§ Text section:

<<<<

So quite a few ports on these suckers, all of which will need to be absorbed into the AS Thunderbolt model somehow. A vendor that offered a plan, a dock, or suite of hardware for cMP migrants would be helpful. ...and maybe an M1 Thunderbolt for Dummies class


----------



## rnb_2 (Nov 24, 2021)

OWC's new 11-port Thunderbolt 4 dock is now in stock (they had been saying December).


----------



## pcarrilho (Nov 24, 2021)

I am using a CalDigit with my macbook Air M1 and i love it.


----------



## danwool (Nov 24, 2021)

rnb_2 said:


> OWC's new 11-port Thunderbolt 4 dock is now in stock (they had been saying December).


Another Thunderbolt novice question, sry:

Can someone please tell me what I'd need to run four 2k displays from an M1 Max MBP? This dock (and others) says it can handle "up to two 4K displays" (none I've seen ever say more than two). Does this mean I'd need an additional dock, on another Tb bus, to run another two displays? ...or could my four lower res 2ks be run from this/a single dock?


----------



## rnb_2 (Nov 24, 2021)

danwool said:


> Another Thunderbolt novice question, sry:
> 
> Can someone please tell me what I'd need to run four 2k displays from an M1 Max MBP? This dock (and others) says it can handle "up to two 4K displays" (none I've seen ever say more than two). Does this mean I'd need an additional dock, on another Tb bus, to run another two displays? ...or could my four lower res 2ks be run from this/a single dock?

>>>>

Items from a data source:
<<<<

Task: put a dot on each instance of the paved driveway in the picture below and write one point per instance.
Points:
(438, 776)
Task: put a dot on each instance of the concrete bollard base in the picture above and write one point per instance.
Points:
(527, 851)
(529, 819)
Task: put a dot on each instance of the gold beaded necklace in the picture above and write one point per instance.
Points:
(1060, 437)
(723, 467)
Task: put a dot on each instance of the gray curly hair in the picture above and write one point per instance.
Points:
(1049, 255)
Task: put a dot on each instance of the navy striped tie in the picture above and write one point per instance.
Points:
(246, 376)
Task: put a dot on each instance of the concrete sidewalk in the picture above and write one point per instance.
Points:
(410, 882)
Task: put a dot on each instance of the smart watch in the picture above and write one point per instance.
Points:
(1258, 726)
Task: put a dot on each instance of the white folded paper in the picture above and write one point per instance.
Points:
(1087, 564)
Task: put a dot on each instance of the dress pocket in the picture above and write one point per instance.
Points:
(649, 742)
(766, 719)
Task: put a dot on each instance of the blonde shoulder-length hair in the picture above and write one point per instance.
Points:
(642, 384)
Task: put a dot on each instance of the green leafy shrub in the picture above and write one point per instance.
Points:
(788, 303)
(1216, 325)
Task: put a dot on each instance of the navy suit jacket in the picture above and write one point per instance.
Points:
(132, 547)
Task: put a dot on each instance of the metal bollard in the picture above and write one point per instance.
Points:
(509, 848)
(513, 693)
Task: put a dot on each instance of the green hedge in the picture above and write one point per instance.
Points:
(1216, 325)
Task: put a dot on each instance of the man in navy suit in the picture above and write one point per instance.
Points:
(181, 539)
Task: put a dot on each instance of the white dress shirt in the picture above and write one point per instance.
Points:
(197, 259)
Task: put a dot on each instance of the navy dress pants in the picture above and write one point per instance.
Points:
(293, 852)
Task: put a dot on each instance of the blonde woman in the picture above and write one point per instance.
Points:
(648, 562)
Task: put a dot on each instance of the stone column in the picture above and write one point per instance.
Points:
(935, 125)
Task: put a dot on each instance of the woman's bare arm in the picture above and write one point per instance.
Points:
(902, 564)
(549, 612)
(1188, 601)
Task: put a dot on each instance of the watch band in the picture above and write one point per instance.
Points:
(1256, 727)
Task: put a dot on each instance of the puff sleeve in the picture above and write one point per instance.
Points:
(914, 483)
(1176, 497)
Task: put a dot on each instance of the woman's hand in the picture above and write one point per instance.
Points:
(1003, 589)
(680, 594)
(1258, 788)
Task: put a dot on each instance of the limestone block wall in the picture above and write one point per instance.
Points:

>>>>
<<<<

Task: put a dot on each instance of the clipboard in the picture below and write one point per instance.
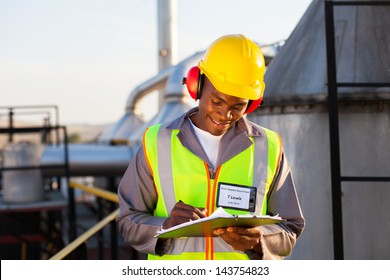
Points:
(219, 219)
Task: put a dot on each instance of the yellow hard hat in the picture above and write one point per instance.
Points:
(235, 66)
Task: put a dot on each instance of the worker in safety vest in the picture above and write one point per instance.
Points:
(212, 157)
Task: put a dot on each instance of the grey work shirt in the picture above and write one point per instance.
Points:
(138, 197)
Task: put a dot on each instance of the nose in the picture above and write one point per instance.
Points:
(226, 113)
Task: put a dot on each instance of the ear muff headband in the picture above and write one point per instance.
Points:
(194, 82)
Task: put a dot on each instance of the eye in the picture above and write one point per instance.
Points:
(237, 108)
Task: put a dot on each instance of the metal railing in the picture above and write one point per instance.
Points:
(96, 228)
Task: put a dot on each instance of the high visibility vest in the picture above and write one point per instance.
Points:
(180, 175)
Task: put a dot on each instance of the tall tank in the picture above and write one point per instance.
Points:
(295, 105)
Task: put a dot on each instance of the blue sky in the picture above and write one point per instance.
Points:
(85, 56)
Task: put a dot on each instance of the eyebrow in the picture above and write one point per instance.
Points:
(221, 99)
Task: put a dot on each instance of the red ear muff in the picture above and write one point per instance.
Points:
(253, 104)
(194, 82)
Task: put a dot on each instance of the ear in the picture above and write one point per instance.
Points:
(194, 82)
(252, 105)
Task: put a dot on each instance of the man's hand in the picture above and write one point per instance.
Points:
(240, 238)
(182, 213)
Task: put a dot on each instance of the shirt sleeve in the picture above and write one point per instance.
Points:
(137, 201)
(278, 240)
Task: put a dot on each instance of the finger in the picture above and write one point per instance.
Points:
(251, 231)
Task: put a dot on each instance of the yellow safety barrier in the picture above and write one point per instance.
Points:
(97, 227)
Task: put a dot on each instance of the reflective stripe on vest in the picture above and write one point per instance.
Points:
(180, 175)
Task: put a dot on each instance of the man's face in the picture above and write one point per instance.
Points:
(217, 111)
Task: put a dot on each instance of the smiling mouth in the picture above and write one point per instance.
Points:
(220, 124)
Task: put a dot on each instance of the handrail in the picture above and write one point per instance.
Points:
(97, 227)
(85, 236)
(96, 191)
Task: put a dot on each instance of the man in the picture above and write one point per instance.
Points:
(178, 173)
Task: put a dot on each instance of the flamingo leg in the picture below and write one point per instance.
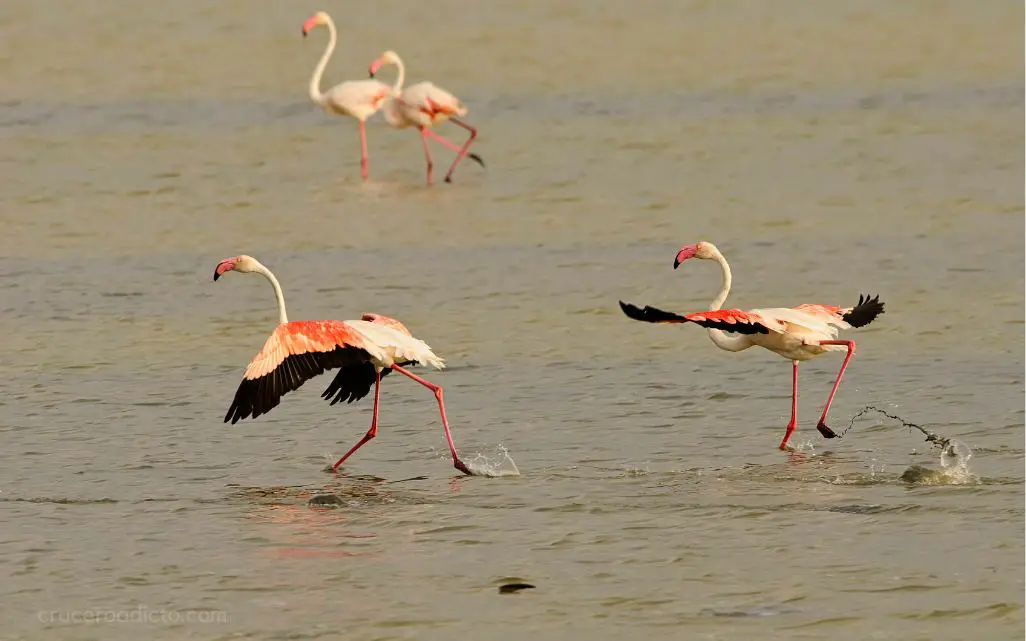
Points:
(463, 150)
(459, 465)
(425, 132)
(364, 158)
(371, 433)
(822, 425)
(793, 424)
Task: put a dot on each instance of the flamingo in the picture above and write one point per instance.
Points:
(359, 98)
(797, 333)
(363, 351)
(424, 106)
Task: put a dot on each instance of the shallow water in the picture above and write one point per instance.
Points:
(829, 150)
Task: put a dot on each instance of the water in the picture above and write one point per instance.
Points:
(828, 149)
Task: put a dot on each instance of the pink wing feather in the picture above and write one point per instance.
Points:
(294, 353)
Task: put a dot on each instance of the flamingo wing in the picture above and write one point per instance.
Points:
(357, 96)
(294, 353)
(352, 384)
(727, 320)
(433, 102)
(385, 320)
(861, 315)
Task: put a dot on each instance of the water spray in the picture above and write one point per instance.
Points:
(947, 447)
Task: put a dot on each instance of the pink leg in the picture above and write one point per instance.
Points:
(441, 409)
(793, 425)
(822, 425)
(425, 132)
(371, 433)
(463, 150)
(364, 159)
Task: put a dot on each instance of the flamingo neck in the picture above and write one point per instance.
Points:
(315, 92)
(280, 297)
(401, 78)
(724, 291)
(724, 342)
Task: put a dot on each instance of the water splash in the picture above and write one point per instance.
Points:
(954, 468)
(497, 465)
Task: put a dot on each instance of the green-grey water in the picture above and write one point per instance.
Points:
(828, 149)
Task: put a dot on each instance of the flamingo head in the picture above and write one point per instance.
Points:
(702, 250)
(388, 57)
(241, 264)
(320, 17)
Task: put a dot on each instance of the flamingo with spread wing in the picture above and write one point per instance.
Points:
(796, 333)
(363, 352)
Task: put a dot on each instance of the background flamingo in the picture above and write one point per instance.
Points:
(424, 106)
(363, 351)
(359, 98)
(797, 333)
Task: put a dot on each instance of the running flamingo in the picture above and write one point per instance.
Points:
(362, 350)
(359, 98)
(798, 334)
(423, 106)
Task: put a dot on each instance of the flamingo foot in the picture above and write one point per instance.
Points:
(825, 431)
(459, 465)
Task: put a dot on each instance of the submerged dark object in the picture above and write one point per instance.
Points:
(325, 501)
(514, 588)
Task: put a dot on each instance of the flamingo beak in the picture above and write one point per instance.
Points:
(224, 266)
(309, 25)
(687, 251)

>>>>

§ Tasks for this exercise:
**1)** In the Thunderbolt dock thread, what laptop does pcarrilho use with a CalDigit?
**2)** Write the next part of the Thunderbolt dock thread, picking up after its last line.
These rows have nothing to do with the Thunderbolt dock thread.

§ Expected responses:
**1)** A MacBook Air M1.

**2)**
I believe you can only have two displays on any single Thunderbolt bus, regardless of resolution, so to run four (with the assumption that none of them are Thunderbolt displays, which you can daisy-chain natively), you'd need a hub, dock, or adapter (Sonnet makes Thunderbolt adapters to run 2xHDMi or 2xDP, for instance) on one Thunderbolt port to take care of two displays. You can do the same with the other two, or put each on the end of a Thunderbolt chain via a USB-C to HDMI cable.


----------



## danwool (Nov 24, 2021)

rnb_2 said:


> I believe you can only have two displays on any single Thunderbolt bus, regardless of resolution, so to run four (with the assumption that none of them are Thunderbolt displays, which you can daisy-chain natively), you'd need a hub, dock, or adapter (Sonnet makes Thunderbolt adapters to run 2xHDMi or 2xDP, for instance) on one Thunderbolt port to take care of two displays. You can do the same with the other two, or put each on the end of a Thunderbolt chain via a USB-C to HDMI cable.


Thanks so much! This is the most useful response I've gotten yet on this question. 

One more thing. The 2021 MBPs have an HDMI out. Is that it's own thing, apart form the Tb busses? Would that HDMI out and then the MBPs display get me to four total, if I were to put two on one of the Tb busses?


----------



## rnb_2 (Nov 24, 2021)

danwool said:


> Thanks so much! This is the most useful response I've gotten yet on this question.
> 
> One more thing. The 2021 MBPs have an HDMI out. Is that it's own thing, apart form the Tb busses? Would that HDMI out and then the MBPs display get me to four total, if I were to put two on one of the Tb busses?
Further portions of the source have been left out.